- _To do_: In the remembrance of the grandfather below, what reason did he give for dropping out of Harvard law?

Feb 08, 2010 14:07
He would have been 86 next Tuesday. His birthday was the day after mine. When I was born he said I was the best birthday present he ever recieved. I keep trying to find words to describe him but the only thing I can think is that he was the best man I ever knew. I've been searching for a man like my grandpa my entire life. He was wonderful, he was special, he had so much love to give that love was automatically given back. He flirted with waitresses, and kissed the hands of my girlfriends, like a proper gentleman.
When I was in my early teen years, I was battling with my disease. I was out of control and unable to be contained. My grandparents took me in under the thought that 2 bi-polars (me and my dad) in one house was 2 too many. But my grandpa was bi-polar too. He was never properly diagnosed but that's what he was.
The friction between my dad and I lasted many years, there was a 2 year period where I did not speak to my father, but I had my grandpa. He was going to walk me down the aisle. He told me I was beautiful and gave me his sloppy, stubbly grandfather kisses that left your cheek scratchy and slightly damp. He hugged me like a bear, he told me things would be alright. Things are alright but now there is an emptiness.
My grandfather organized unions after he left law school. He dropped out of Harvard law because "lawyers are crooks." He went into construction and dealt with real crooks. But he would tell you that the mafia would screw you to your face and lawyers would screw you on paper.

- _Data excerpts_:
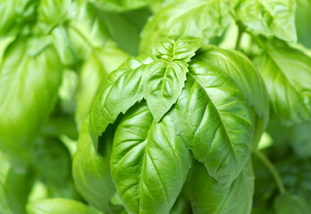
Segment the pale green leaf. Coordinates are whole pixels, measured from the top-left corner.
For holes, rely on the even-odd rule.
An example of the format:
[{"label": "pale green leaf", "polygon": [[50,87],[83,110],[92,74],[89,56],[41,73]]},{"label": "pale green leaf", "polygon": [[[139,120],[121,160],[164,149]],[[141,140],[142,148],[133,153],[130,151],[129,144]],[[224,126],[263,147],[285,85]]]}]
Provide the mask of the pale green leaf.
[{"label": "pale green leaf", "polygon": [[49,198],[27,204],[29,214],[96,214],[84,204],[74,200]]},{"label": "pale green leaf", "polygon": [[240,0],[234,7],[236,18],[248,27],[296,42],[295,0]]},{"label": "pale green leaf", "polygon": [[128,212],[168,214],[191,158],[169,116],[156,123],[146,104],[133,106],[117,128],[111,161],[117,192]]}]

- _Task output_: He said that "lawyers are crooks."